• 課題の目的:
看護の対象としての人間について述べた引用文を、一字も変えずに全文そのまま返してください。

• 引用文:

★ ★ ★

ーーーー講義録始めーーーー
看護に携わる人にとって重要なのは、対象となる人間への理解を深めることです。以下では、看護の対象である人間の捉え方について説明します。
看護の対象は、単なる部分の集合としての人間ではなく、要素に還元できない全体としての人間です。看護師が注目するのは、患者が患う疾患そのものではなく、病を通してその人が経験していることにあります。この考え方はフローレンス・ナイチンゲールの時代にまで遡ります。ナイチンゲールは、人間を自然の一部と捉え、人間の生命現象は自然科学の法則だけでは説明できないものであり、病気はその人が置かれた状況と切り離せないと述べています。
世界保健機構(WHO)は、健康を「完全な肉体的、精神的、社会的に良好な状態であり、単に疾病または病弱がないということではない」と定義しています。この健康の定義は、人間を全体として見る必要性を示し、要素還元主義に対する全体論的な視点を反映しています。

★ ★ ★

• 行の一覧:
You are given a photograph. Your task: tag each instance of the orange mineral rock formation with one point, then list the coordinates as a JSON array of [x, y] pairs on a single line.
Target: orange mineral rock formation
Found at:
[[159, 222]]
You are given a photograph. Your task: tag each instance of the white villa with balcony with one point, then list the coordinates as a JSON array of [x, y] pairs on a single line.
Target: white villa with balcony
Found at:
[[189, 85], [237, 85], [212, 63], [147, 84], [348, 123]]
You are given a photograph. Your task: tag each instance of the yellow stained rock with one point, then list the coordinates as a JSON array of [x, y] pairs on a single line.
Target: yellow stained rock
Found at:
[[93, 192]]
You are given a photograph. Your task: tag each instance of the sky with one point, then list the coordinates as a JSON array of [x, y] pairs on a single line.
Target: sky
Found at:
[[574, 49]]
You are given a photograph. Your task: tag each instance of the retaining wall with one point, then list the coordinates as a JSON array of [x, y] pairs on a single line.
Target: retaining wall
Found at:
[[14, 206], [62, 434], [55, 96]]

★ ★ ★

• 出力結果:
ーーーー講義録始めーーーー
看護に携わる人にとって重要なのは、対象となる人間への理解を深めることです。以下では、看護の対象である人間の捉え方について説明します。
看護の対象は、単なる部分の集合としての人間ではなく、要素に還元できない全体としての人間です。看護師が注目するのは、患者が患う疾患そのものではなく、病を通してその人が経験していることにあります。この考え方はフローレンス・ナイチンゲールの時代にまで遡ります。ナイチンゲールは、人間を自然の一部と捉え、人間の生命現象は自然科学の法則だけでは説明できないものであり、病気はその人が置かれた状況と切り離せないと述べています。
世界保健機構(WHO)は、健康を「完全な肉体的、精神的、社会的に良好な状態であり、単に疾病または病弱がないということではない」と定義しています。この健康の定義は、人間を全体として見る必要性を示し、要素還元主義に対する全体論的な視点を反映しています。